● **Dataset extract**
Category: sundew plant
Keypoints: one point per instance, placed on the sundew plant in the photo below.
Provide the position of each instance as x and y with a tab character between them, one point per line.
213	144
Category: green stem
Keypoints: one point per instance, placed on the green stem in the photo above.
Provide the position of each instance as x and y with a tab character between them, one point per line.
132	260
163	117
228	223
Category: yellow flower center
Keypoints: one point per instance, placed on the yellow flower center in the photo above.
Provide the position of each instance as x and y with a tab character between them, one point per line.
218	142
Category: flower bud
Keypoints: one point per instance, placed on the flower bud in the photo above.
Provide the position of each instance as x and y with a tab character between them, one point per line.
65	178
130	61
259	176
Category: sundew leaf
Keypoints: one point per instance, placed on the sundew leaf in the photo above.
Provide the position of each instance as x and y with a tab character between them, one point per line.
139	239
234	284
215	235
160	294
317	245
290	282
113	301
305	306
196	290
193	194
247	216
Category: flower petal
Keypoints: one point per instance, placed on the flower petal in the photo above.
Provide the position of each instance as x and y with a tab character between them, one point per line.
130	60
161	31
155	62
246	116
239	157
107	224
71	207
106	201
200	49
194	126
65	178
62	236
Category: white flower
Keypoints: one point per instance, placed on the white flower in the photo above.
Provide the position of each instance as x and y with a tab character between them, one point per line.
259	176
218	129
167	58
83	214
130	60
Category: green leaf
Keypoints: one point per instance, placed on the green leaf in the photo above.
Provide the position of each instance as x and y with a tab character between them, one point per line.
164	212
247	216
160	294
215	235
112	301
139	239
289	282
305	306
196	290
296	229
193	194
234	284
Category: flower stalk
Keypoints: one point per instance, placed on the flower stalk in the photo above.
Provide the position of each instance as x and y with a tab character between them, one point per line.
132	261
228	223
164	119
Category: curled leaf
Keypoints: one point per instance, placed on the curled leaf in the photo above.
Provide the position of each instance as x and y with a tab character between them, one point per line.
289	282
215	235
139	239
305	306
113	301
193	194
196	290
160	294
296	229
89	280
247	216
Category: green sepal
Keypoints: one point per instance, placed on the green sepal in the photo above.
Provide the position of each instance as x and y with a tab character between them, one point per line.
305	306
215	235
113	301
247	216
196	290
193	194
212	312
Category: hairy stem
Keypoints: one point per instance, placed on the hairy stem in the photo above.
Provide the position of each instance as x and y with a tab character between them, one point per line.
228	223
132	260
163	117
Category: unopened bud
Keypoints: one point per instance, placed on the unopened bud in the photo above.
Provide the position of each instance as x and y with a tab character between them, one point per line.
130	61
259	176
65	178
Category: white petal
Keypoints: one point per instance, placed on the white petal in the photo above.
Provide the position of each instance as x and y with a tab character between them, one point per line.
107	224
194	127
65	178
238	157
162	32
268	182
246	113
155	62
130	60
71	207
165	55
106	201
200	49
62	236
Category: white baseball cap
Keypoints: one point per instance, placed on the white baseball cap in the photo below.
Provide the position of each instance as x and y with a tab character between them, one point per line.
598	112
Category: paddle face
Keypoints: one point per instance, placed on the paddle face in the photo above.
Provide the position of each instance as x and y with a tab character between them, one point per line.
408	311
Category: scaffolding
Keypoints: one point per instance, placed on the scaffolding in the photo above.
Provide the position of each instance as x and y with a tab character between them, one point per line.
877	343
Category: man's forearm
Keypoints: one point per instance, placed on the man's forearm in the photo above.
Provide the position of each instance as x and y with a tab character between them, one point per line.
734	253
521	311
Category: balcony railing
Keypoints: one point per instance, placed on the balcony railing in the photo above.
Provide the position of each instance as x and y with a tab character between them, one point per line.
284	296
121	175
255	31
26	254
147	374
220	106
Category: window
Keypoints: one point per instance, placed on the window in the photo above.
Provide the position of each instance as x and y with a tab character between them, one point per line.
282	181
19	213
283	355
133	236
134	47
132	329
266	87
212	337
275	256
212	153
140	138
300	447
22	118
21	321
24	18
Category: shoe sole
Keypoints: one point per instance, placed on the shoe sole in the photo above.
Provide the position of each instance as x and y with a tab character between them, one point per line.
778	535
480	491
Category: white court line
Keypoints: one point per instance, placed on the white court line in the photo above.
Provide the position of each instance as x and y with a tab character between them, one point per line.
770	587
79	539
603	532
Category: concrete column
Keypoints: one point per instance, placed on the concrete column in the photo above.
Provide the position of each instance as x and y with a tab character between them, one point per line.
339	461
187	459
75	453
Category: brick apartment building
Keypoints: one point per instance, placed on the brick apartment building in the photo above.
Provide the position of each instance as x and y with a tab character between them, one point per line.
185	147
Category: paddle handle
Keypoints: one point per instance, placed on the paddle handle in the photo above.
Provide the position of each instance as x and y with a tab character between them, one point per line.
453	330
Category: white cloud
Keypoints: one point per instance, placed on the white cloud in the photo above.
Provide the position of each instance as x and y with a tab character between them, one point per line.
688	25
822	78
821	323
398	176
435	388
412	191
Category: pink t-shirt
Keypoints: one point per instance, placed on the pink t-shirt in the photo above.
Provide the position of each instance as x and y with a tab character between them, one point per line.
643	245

● **What you need to do**
Update the data above by changing every occurrence of "tab character" to "comma", and leave everything else as it is.

● **Finished answer**
Category: sundew plant
Keypoints: one point per instance, placed on the sundew plant in the photo below.
Provide the position of each instance as x and y with a comma between them, one point per line.
213	144
Category: green stem
Keypoints: one point per instance, placed on the green stem in the photo above.
Provide the position of each instance as x and y with a comma between them, one point per line.
132	260
163	117
228	223
Category: yellow flower center
Keypoints: one point per instance, placed on the yellow flower center in the photo above.
Provide the position of each instance as x and y with a comma between them, one point per line.
218	142
Category: flower bud
Keypoints: one point per instance, placed on the flower bud in the photo above.
Provide the position of each instance as x and y with a comma between them, one point per line.
65	178
130	61
259	176
Category: sundew leaf
Keypoints: one point per instance, placed on the sundew leaf in the photo above.
Provide the position of each instance as x and y with a comma between them, one point per line.
139	239
234	284
215	235
160	294
317	245
290	282
113	301
305	306
196	290
193	194
247	216
Category: flower petal
Keypoints: one point per instance, placed on the flower petal in the photo above.
Provide the position of each instance as x and y with a comma between them, one point per line.
130	60
161	31
155	62
246	116
239	157
107	224
71	207
106	201
200	49
194	126
65	178
62	236
Category: white flower
Keypoints: one point per instance, placed on the white flower in the photo above.
Provide the position of each instance as x and y with a comma between them, one point per line.
259	176
218	129
167	58
83	214
130	60
Category: green leaf
Keypoints: one point per instance, placed on the green leaf in the photo above.
Provide the position of each instance as x and y with a comma between them, one point per line.
164	212
247	216
160	294
215	235
112	301
139	239
289	282
305	306
196	290
296	229
193	194
234	284
Category: flower stalk
Keypoints: one point per instance, placed on the flower stalk in the photo above.
Provide the position of each instance as x and y with a comma between them, one point per line.
132	261
228	223
164	119
Category: curled leaf
Keypoints: one point per instance, placed on the curled leaf in the photo above.
Provide the position of each instance as x and y with a comma between them, one point per line.
289	282
215	235
139	239
305	306
113	301
193	194
196	290
160	294
296	229
89	280
247	216
Category: green sepal
Keypoints: one point per instance, placed on the green sepal in the photo above.
Provide the position of each instance as x and y with a comma between them, one point per line.
305	306
215	235
113	301
247	216
196	290
193	194
212	312
Category: hairy stem
Keypoints: one point per instance, placed on the hairy stem in the photo above.
Provide the position of each instance as x and y with a comma between them, one point per line.
228	223
132	260
163	117
Category: unopened bud
Keypoints: one point per instance, placed on the unopened bud in the photo above.
Provide the position of each instance as x and y with a comma between them, one point per line.
130	61
259	176
65	178
Category: white petal
Keypoints: one point per instance, placed on the white petal in the photo above.
Provide the position of each instance as x and y with a comma between them, one point per line.
107	224
194	127
65	178
238	157
162	32
268	182
246	113
155	62
130	60
71	207
165	55
106	201
200	49
62	236
Category: white baseball cap
Keypoints: one point per instance, placed on the white baseball cap in the photo below.
Provide the position of each instance as x and y with a comma between them, one point per line.
598	112
Category: paddle face
Keypoints: one point per instance, placed on the paddle face in the photo above.
Provide the position of each instance as x and y with a comma between them, one point per line.
408	311
Category: scaffolding
Keypoints: one point per instance, placed on the scaffolding in the photo above.
Provide the position of each instance as x and y with a comma between them, one point per line.
877	343
Category: man's forearm
Keypoints: one point per instance, placed on the man's forearm in the photo above.
Provide the position of each instance as x and y with a comma between them, one point per line.
734	253
521	311
Category: balcony railing
Keypoints: one point per instance, placed on the balcony railing in the photo above.
Provide the position of each instance as x and y with a comma between them, one point per line.
284	296
121	175
255	31
26	254
147	374
220	106
Category: window
Keypoints: one point per instance, placed on the window in the photo above.
Provide the position of each instance as x and y with a comma between them, one point per line.
282	181
19	213
283	355
133	236
134	47
132	329
266	87
212	337
275	256
212	153
140	138
300	447
22	118
21	321
24	18
Category: shoe sole
Keypoints: one point per instance, placed on the shoe sole in the photo above.
Provide the position of each instance as x and y with a comma between them, one point per line.
778	535
480	491
Category: white court line
Keypoints: one point per instance, placed on the white court line in the photo above.
Provide the position of each instance as x and y with a comma between them, one point per line.
770	587
79	539
603	532
Category: concrete column
Keypoints: one point per instance, placed on the concrete column in the photo above.
Provide the position of each instance as x and y with a comma between them, one point per line.
339	461
187	459
75	453
Category: brick apartment building
Keypoints: one point per instance, placed on the brick apartment building in the photo above.
Provide the position of each instance as x and y with a comma between them, one point per line.
185	147
Category: paddle handle
Keypoints: one point per instance, placed on the paddle handle in the photo above.
Provide the position of each instance as x and y with a comma between them, one point per line.
453	330
Category: white cloud
Keypoints: one point per instance, placed on the white cloud in the photo above.
Provide the position of each instance as x and y with a comma between them, one point per line.
688	25
822	78
821	323
398	176
435	388
412	191
Category: pink t-shirt
Keypoints: one point per instance, placed on the pink t-shirt in the photo above.
Provide the position of each instance as x and y with a comma between them, one point per line.
643	245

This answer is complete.